====== Information provided ======

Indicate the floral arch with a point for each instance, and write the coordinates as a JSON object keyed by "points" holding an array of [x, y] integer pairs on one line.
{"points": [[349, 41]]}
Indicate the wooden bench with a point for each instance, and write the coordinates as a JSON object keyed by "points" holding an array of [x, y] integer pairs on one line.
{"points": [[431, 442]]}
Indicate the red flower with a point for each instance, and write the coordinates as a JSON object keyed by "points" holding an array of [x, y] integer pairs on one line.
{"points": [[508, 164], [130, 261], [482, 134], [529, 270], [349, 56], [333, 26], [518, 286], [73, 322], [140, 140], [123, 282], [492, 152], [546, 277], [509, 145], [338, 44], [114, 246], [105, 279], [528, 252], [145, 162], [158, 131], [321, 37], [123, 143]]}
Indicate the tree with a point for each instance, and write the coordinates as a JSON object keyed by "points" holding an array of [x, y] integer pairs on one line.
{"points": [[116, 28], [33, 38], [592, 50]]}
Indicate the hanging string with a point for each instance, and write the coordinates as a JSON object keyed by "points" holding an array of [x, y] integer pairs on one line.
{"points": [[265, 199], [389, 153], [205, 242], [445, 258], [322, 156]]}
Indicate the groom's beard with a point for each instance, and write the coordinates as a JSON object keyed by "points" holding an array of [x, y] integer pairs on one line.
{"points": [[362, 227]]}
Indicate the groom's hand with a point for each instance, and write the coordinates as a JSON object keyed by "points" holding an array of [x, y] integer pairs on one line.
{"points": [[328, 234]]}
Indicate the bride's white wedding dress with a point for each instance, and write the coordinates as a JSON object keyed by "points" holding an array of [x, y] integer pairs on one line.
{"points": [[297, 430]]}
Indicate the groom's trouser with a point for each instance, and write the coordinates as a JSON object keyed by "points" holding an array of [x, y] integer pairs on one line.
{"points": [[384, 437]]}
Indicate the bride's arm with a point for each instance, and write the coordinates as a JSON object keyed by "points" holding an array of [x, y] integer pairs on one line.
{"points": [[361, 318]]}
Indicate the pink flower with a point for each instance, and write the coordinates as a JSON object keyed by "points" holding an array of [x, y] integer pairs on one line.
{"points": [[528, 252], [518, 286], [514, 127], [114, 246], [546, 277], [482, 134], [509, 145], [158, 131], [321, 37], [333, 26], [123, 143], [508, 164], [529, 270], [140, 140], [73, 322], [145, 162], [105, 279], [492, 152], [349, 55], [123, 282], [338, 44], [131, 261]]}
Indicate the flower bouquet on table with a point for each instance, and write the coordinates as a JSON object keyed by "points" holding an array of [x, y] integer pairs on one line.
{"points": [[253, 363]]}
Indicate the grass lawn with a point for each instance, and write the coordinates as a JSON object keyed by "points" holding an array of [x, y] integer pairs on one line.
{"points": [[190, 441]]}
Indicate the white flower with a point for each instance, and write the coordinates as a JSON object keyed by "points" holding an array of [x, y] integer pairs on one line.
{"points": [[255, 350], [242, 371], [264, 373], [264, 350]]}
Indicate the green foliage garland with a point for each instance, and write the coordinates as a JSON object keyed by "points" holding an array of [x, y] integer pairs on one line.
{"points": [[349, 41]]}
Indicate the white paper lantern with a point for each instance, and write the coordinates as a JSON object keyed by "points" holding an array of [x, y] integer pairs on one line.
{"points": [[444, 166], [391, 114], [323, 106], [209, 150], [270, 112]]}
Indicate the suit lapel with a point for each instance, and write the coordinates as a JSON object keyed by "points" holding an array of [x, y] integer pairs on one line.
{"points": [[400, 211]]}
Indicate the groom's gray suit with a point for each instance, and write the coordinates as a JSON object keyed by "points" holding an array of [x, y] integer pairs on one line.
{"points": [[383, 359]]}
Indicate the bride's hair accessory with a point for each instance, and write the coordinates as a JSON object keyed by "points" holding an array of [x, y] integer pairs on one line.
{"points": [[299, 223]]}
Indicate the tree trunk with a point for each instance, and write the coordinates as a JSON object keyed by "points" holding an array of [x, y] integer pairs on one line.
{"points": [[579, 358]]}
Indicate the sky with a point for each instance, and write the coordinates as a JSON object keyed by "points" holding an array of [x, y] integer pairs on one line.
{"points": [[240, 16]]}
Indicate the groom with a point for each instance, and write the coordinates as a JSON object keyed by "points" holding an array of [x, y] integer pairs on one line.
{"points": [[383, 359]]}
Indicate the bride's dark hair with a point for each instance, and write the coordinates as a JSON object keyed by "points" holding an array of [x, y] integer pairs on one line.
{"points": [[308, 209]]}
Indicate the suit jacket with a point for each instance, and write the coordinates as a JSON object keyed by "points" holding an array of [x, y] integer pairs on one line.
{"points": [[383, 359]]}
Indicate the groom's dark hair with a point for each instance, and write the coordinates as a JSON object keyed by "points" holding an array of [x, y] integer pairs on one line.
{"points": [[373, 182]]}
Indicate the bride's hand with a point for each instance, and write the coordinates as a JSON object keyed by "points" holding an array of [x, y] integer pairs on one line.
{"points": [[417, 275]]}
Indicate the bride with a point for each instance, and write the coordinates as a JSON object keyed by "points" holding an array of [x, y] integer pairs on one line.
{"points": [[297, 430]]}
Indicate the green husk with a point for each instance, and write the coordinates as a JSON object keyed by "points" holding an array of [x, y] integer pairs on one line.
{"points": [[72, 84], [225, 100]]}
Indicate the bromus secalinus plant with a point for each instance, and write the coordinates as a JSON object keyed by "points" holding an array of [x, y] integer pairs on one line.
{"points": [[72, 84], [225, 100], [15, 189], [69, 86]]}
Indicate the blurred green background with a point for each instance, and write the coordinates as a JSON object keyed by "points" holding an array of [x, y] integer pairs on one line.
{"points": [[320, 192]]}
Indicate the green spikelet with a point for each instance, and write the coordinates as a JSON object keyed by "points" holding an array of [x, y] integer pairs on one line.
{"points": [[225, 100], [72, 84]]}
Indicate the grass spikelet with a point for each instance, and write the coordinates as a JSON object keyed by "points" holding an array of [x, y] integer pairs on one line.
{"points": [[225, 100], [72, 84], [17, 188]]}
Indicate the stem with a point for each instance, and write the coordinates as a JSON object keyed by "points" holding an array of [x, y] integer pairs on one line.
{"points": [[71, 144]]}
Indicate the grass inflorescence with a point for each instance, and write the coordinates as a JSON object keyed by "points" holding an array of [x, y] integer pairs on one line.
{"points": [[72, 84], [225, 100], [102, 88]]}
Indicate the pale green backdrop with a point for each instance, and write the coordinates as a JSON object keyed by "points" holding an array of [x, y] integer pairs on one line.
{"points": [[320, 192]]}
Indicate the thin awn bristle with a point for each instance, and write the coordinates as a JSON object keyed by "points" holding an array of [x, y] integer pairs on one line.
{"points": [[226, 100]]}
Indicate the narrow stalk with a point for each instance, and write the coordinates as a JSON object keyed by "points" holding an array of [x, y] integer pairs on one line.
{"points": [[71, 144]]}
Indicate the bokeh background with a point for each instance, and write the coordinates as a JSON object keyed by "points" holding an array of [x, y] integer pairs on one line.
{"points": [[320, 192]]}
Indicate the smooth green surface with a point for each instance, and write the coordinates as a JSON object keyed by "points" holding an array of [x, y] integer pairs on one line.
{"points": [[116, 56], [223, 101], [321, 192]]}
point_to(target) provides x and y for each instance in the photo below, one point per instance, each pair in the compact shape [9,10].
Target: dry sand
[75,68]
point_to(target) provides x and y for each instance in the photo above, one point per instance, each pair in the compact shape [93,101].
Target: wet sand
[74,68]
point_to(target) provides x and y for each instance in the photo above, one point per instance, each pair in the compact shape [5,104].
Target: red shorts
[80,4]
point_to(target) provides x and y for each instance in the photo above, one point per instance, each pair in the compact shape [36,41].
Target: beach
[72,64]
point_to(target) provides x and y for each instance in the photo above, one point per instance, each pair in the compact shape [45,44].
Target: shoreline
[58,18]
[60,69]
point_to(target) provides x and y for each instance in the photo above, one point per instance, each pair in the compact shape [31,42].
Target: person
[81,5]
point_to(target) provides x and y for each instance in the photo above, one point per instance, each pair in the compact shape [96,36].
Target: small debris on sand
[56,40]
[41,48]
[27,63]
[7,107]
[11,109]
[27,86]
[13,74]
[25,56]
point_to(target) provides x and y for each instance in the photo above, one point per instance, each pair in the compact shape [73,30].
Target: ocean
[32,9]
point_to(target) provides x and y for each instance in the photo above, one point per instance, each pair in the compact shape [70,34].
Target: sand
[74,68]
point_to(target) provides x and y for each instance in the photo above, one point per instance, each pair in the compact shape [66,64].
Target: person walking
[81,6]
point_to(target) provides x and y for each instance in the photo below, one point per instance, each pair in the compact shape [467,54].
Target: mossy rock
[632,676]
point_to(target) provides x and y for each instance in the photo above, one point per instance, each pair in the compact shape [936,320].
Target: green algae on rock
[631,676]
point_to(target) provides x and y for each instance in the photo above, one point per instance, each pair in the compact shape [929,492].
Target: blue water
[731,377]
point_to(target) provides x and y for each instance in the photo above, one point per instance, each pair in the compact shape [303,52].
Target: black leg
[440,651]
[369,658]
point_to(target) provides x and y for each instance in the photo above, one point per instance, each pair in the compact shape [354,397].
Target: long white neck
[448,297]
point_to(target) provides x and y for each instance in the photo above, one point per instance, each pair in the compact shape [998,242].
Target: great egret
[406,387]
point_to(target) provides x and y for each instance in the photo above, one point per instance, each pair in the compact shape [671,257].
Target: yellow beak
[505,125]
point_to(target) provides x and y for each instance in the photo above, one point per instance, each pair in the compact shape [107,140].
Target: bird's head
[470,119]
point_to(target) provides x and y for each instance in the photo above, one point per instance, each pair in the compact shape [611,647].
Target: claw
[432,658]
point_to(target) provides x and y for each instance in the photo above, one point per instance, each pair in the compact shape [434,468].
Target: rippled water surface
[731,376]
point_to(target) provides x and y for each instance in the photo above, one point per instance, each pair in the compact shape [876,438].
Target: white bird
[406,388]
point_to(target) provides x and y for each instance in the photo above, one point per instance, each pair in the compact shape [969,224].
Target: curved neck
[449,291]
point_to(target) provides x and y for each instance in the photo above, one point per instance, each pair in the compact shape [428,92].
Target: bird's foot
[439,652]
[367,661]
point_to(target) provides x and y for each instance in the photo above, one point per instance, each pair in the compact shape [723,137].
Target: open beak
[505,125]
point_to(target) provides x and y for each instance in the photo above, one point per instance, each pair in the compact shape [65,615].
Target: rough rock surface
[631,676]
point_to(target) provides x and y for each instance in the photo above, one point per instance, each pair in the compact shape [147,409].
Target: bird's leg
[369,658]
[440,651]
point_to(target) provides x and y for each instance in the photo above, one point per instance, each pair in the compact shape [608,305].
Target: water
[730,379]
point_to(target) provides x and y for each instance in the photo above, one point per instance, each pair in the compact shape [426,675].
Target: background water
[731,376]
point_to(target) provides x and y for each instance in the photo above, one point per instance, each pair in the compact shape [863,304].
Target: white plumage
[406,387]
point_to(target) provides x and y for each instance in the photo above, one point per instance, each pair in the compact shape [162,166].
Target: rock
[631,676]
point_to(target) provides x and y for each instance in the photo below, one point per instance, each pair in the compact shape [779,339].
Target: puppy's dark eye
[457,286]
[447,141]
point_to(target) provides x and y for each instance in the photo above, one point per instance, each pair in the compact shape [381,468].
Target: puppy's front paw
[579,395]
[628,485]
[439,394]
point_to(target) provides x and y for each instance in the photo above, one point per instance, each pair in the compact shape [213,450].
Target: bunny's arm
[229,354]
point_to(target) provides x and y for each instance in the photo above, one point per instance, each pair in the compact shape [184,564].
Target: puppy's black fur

======

Reproduce, word for word, every line starting at the line that contains "compact shape [162,166]." and ending with the final line of the entries.

- _Answer below_:
point_to(target) provides x and y for each instance in the photo above, one point per instance, each pair in the compact shape [162,166].
Target: rock
[631,676]
point_to(target) provides x and y for each instance in the photo below, one point per instance, each pair in the compact shape [779,339].
Target: puppy's dark eye
[457,286]
[447,141]
point_to(target) provides x and y for each instance in the photo above, one point per instance, each pair in the compact shape [381,468].
Target: puppy's front paw
[579,395]
[628,485]
[439,394]
point_to(target) provides x and y for each instance in the photo above, one point per instance, each pair in the compact shape [213,450].
Target: bunny's arm
[229,354]
point_to(target) provides x and y for each instance in the photo above, one point per instance, each pair in the compact shape [184,564].
Target: puppy's black fur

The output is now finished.